> **TEXT SEGMENT**
We find, then, that none of the groups that had previously formed the Palestinian Arab people found a workable solution to their problems. It was natural for all the Palestinian groups to attempt to set up political movements to solve these problems. The first such movement was started, after the establishment of the new state, by some refugees who tried to negotiate with Israel, but failed because the Israelis decided they had “nothing to negotiate with those who have no right and authorization to declare war or sign a peace agreement.” A second attempt took place in the 1950s at the American University of Beirut, where the Arab Nationalist Movement was established to bring together a “total Arab Unity.”
Naturally, the Palestinians took the initiative because they felt they were deprived of their rights and hoped that Arab unity might enable them to regain them. Nasser’s regime in Egypt followed suit in calling for Arab unity, and found that Palestinians all over the Arab East were volunteering to serve under their banner, for the same reason.
The Israeli-British-French campaign against Egypt in 1956 and the Egyptian political victory were a launching point for Arab unity and for Palestinians who pinned their hopes on it. But the failure of the Syrian-Egyptian union in 1961 and the indulgence in private was and personal interests on the part of the “revolutionary regimes” in Iraq, Syria, Egypt, Yemen, and Algeria caused the Palestinians to seek an independent path.
IV
Warriors
In 1964 President Nasser was able, for the first time, to force the Arab League states to accept the existence of a single group—the Palestine Liberation Organization—to represent the militant Palestinians. This act of Nasser’s posed a challenge to his rivals in the Syrian Ba’ath party; in effect, Nasser had raised the price of admission into the community of Arab nationalism. In response, the Syrians decided to back a small group of Palestinians who were willing to seriously escalate action against Israel by making armed raids across its borders and against civilian and military targets inside the country.
The reasons for this go back to the founding of the Ba’ath party, which was a pioneer of Arab unity when it was established in the early 1940s. With others, the Ba’ath succeeded in creating a miracle, or at least an event without historical precedent: they compelled Shukri Al Quwatli, the Syrian President, to fly to Egypt with a large delegation urging Nasser to accept unity with Syria. Obviously, such a union could only make Syria an annex to Egypt; while it continued, four to five million Syrians were necessarily dominated by more than thirty million Egyptians.

> **PROVIDED MATERIAL**
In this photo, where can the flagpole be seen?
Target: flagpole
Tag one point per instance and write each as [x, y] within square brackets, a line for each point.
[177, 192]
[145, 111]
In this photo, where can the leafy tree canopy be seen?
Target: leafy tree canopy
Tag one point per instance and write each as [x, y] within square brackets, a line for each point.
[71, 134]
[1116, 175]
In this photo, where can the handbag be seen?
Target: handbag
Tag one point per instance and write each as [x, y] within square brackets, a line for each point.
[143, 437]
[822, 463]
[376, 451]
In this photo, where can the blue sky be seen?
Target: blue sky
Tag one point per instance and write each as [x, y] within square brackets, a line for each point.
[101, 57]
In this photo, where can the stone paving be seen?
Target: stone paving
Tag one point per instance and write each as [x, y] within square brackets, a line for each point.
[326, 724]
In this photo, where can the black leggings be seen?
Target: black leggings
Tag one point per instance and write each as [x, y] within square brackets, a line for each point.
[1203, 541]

> **WHAT IS BEING ASKED**
Quote everything in the passage on Palestinian political movements from "Naturally, the Palestinians" down to "the same reason.". The data was taken from a different source than the passage.

> **RESPONSE TO THE TASK**
Naturally, the Palestinians took the initiative because they felt they were deprived of their rights and hoped that Arab unity might enable them to regain them. Nasser’s regime in Egypt followed suit in calling for Arab unity, and found that Palestinians all over the Arab East were volunteering to serve under their banner, for the same reason.